→ Bacaan:
Masuk Daftar
My Getplus

Kunci Kejayaan Nusantara

Rempah mengundang para pedagang dari seluruh dunia. Keterbukaan terhadap bangsa asing itu menjadi kunci kejayaan Nusantara.

Oleh: Risa Herdahita Putri | 20 Mar 2019
Pedagang asing di Kesultanan Banten.

Enam puluh persen jenis rempah di dunia ada di Indonesia. Ratusan tahun lalu, rempah menjadi primadona yang dicari para pedagang dari seluruh dunia.

Jalur rempah pun menghubungkan Nusantara dengan dunia. Dalam konteks maritim waktu itu, Indonesia menjadi pusat pertemuan global khususnya pada 1480-1650, yang oleh Anthony Reid, sejarawan Australia National University, disebut sebagai Age of Commerce.

Namun jalur rempah bukan hanya soal perdagangan rempah. Jalur rempah juga meliputi pertukaran tradisi, agama, pengetahuan, bahasa, sosial, teknologi, dan pengetahuan. Maka selain tertarik oleh hasil buminya, ada faktor lain yang membuat pedagang asing singgah dan berbisnis di Nusantara.

Advertising
Advertising

Baca juga: Benarkah Nenek Moyang Kita Seorang Pelaut?

Susanto Zuhdi, sejarawan maritim dari Universitas Indonesia menjelaskan, kala itu sebuah negara ada karena adanya perdagangan. Kawasan barat Nusantara memperlihatkan lebih dulu perkembangannya dalam konteks perdagangan internasional. Misalnya Sriwijaya menjadi pusat keramaian karena menguasai Selat Malaka.

→ Tugas Latihan:
1. Menurut bacaan tentang jalur rempah Nusantara, hal apa saja yang juga dipertukarkan melalui jalur rempah? Tulis setiap hal cukup satu kali.
2. Lanjutkan bacaan tentang jalur rempah Nusantara mulai dari kalimat terakhirnya.

→ Cuplikan Data:
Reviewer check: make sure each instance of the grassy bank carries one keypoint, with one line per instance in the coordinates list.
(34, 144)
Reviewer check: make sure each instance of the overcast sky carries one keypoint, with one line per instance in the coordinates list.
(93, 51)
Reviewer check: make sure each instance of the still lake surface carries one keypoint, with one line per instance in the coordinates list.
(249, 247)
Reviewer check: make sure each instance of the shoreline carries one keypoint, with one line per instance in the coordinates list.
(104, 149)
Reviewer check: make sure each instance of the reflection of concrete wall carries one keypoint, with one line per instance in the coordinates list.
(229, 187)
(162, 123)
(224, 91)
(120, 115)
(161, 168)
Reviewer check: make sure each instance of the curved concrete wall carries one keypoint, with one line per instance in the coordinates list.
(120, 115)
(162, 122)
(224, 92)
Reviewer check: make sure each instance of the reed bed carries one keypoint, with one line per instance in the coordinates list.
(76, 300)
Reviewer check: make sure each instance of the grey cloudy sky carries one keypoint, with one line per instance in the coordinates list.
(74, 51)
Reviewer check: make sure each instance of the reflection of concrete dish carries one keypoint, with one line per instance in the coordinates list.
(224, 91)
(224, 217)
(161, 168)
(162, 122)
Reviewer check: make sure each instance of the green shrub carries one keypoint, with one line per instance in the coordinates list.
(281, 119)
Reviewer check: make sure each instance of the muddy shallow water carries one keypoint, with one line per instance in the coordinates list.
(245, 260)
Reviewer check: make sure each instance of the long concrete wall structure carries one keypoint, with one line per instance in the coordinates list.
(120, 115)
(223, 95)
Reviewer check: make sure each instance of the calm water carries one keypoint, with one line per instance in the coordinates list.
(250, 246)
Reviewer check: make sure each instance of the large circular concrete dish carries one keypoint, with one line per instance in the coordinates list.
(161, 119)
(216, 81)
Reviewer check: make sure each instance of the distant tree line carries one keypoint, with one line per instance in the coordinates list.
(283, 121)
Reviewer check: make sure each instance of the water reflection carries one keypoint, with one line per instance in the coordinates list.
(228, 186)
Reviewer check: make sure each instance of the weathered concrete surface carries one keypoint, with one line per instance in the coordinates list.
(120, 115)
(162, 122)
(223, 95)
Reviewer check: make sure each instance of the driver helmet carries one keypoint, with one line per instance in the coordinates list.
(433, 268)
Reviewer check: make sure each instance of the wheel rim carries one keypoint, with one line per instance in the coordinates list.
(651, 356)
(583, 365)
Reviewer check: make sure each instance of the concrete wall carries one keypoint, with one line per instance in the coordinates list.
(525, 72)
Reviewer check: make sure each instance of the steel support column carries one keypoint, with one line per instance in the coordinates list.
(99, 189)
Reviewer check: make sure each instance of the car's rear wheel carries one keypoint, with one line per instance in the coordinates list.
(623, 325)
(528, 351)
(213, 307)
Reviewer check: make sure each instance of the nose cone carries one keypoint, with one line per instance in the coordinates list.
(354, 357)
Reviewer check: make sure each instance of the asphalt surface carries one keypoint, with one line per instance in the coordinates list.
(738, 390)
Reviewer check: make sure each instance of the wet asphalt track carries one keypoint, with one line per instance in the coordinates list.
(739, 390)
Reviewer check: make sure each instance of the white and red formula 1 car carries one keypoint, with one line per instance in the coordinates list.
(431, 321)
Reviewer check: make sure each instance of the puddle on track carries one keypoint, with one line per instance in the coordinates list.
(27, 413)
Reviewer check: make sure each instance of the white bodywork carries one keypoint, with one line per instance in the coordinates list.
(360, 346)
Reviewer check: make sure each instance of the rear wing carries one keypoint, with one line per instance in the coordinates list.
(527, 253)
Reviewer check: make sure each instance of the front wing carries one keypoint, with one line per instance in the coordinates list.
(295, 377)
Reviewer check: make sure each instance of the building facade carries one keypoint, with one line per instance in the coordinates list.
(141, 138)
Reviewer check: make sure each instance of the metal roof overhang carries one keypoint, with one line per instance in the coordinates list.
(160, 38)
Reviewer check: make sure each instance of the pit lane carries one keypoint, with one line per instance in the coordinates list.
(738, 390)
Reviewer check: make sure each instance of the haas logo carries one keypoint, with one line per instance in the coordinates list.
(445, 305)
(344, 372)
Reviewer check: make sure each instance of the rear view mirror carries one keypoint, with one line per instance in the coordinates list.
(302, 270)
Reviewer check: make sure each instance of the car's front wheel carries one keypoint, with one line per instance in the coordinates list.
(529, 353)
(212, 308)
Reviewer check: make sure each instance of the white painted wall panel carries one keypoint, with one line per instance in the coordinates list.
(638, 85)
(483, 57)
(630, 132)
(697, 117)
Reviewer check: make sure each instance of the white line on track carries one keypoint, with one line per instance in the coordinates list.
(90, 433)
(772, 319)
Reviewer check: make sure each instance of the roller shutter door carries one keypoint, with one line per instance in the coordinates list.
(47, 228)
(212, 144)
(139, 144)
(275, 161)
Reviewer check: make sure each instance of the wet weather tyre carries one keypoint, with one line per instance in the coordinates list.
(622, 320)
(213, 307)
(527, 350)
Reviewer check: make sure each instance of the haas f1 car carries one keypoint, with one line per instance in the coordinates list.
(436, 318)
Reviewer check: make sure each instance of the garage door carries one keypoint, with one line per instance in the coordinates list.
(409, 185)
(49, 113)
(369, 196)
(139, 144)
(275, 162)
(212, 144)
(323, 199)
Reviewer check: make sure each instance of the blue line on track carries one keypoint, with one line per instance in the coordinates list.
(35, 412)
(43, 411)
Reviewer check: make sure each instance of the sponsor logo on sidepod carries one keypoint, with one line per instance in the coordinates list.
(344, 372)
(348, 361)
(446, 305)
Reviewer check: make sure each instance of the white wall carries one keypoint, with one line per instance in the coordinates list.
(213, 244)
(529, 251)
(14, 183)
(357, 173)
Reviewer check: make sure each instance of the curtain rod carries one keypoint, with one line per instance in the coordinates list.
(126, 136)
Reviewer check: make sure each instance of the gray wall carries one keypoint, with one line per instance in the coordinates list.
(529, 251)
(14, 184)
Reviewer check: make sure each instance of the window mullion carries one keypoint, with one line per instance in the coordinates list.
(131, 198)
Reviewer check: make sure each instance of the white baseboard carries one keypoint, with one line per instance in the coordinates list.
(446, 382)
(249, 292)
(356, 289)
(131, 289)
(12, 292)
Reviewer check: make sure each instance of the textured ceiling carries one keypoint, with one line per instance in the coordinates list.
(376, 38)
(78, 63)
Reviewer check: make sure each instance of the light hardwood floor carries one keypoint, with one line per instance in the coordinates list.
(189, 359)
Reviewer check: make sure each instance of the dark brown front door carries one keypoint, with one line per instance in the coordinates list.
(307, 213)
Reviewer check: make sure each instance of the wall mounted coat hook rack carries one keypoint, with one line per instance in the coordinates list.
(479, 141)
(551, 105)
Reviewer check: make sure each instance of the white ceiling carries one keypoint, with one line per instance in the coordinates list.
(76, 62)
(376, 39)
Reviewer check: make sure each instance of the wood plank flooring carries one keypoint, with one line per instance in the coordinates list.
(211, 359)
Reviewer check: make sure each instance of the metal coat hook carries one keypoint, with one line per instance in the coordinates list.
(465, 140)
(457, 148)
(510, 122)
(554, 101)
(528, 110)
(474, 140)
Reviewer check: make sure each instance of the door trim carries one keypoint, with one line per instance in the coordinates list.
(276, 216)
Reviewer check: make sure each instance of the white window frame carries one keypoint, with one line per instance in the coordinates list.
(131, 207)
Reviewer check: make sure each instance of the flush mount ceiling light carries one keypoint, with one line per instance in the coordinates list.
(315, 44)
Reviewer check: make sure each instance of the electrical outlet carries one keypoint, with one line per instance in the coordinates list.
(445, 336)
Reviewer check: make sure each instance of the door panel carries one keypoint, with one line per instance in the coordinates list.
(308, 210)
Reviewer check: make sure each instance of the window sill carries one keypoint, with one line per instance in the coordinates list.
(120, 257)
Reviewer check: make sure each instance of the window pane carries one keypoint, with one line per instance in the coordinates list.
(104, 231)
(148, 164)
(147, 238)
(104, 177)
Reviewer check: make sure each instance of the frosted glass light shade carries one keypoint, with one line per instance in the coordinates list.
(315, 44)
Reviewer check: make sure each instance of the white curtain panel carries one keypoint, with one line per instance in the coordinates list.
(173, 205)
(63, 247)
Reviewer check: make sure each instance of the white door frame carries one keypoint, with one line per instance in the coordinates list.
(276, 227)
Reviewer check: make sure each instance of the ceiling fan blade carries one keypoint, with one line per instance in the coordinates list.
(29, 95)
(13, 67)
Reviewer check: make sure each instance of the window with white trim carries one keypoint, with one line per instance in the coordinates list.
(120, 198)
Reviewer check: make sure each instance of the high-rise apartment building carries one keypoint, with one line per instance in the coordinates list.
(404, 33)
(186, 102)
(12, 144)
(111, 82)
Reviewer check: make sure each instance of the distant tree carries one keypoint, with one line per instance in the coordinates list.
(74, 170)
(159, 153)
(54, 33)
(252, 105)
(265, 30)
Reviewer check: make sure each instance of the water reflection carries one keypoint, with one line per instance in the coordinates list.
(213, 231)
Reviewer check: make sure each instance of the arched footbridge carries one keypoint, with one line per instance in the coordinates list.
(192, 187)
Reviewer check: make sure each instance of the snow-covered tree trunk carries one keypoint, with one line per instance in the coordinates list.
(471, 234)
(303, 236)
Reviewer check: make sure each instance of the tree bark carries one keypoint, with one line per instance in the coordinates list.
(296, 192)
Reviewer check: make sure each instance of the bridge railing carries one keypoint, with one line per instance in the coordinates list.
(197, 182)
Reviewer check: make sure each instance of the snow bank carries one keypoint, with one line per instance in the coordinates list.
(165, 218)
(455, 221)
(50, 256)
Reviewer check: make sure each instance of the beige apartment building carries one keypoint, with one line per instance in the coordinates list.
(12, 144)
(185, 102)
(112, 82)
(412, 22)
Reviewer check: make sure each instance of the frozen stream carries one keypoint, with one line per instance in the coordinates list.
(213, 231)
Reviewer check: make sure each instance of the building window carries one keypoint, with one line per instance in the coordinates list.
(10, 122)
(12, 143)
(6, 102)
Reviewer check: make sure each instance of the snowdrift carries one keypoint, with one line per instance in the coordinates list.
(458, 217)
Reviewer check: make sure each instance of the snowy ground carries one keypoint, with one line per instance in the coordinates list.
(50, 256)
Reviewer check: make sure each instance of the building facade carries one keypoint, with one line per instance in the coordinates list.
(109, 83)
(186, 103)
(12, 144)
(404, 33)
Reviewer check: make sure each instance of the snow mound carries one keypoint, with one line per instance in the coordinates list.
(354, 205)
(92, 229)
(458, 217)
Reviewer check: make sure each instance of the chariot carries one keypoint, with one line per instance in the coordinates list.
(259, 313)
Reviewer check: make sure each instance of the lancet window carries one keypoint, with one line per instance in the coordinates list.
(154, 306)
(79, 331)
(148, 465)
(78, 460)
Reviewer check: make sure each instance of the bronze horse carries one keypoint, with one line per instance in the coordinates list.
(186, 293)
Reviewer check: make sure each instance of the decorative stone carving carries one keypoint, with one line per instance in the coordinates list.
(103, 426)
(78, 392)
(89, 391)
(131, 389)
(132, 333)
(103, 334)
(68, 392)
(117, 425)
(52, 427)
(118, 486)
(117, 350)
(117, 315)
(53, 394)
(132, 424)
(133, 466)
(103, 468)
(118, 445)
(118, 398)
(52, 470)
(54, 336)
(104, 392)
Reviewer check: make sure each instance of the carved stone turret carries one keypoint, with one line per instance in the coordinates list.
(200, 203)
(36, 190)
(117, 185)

→ Jawaban Latihan:
1. Tradisi, agama, pengetahuan, bahasa, sosial, dan teknologi.

2.
Sementara itu, terbentuknya kota pesisir di berbagai bandar di Nusantara menunjukkan gejala yang luar biasa sebagai kota kosmopolitan. Penjelajah Portugis, Tome Pires, pada abad ke-16 M menggambarkan kota bandar yang penuh dengan orang dari Persia, Arab, Gujarat, India, Bengali, dan Tiongkok.

"Apa artinya? Masyarakat waktu itu terbuka, semua orang diterima sebagai bagian penduduk kota," kata Zuhdi ketika mengisi kuliah umum dalam International Forum on Spice Route (IFSR) di Museum Nasional, Jakarta, Rabu (20/3).

Hal itu dipertegas oleh Anthony Reid. Menurutnya kesuksesan negara-negara di Nusantara ketika itu terletak pada keterbukaan dan sikap pluralisme yang mereka punya. Bantam atau Banten misalnya. Tempat ini menjadi salah satu destinasi komersial yang ramai pada masanya. Orang Eropa, Tiongkok, India, dan lokal saling bertemu. 

"Keterbukaan dan pluralisme menjadi kunci utama mengembalikan Indonesia maju dalam konteks budaya maritim," kata Reid. 

Baca juga: Kesalahan Memahami Sejarah Maritim

Adapun Sriwijaya hingga kini dikenal sebagai kerajaan maritim yang berjaya. Terjadi interaksi budaya yang beragam di kawasan itu. Ia sebagai pusat pengajaran Buddha di wilayah Asia. Di sisi lain menjalin hubungan baik dengan para pedagang muslim.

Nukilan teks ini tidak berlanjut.